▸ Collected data
+===+
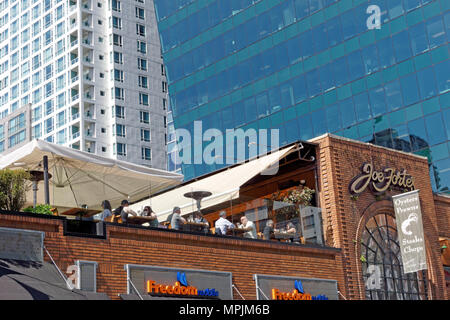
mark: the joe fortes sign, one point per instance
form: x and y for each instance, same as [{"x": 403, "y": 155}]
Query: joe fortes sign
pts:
[
  {"x": 380, "y": 181},
  {"x": 408, "y": 216}
]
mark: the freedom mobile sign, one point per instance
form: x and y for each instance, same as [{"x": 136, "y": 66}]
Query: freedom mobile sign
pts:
[{"x": 410, "y": 231}]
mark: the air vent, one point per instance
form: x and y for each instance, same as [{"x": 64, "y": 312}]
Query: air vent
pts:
[{"x": 87, "y": 275}]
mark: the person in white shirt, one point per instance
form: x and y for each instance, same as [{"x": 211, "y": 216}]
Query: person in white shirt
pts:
[
  {"x": 249, "y": 227},
  {"x": 126, "y": 211},
  {"x": 106, "y": 210},
  {"x": 223, "y": 224}
]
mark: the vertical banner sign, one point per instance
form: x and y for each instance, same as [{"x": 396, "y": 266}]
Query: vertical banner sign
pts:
+===+
▸ INSTRUCTIONS TO FOLLOW
Copy every row above word for word, but leave out the pictures.

▸ RESPONSE BELOW
mark: the joe fortes sign, one point per instance
form: x and y for each instance, same as [{"x": 403, "y": 155}]
Query: joe fortes sign
pts:
[
  {"x": 380, "y": 181},
  {"x": 408, "y": 216}
]
mark: the freedom mobile sign, one point per instance
form: x and y for each instance, same as [{"x": 136, "y": 66}]
Query: freedom mobile sign
pts:
[{"x": 410, "y": 231}]
mark: the air vent, one point per instance
form: x and y for each instance, same as [{"x": 64, "y": 312}]
Query: air vent
pts:
[{"x": 87, "y": 275}]
mark: the person in white shirt, one point per instance
form: x and y for each instance, same as [{"x": 211, "y": 216}]
Query: person in white shirt
pts:
[
  {"x": 249, "y": 227},
  {"x": 126, "y": 211},
  {"x": 106, "y": 210},
  {"x": 223, "y": 224}
]
mark: the vertical banner sign, one point per instance
form: x and y for each instance, same as [{"x": 396, "y": 266}]
Query: vertical banner sign
pts:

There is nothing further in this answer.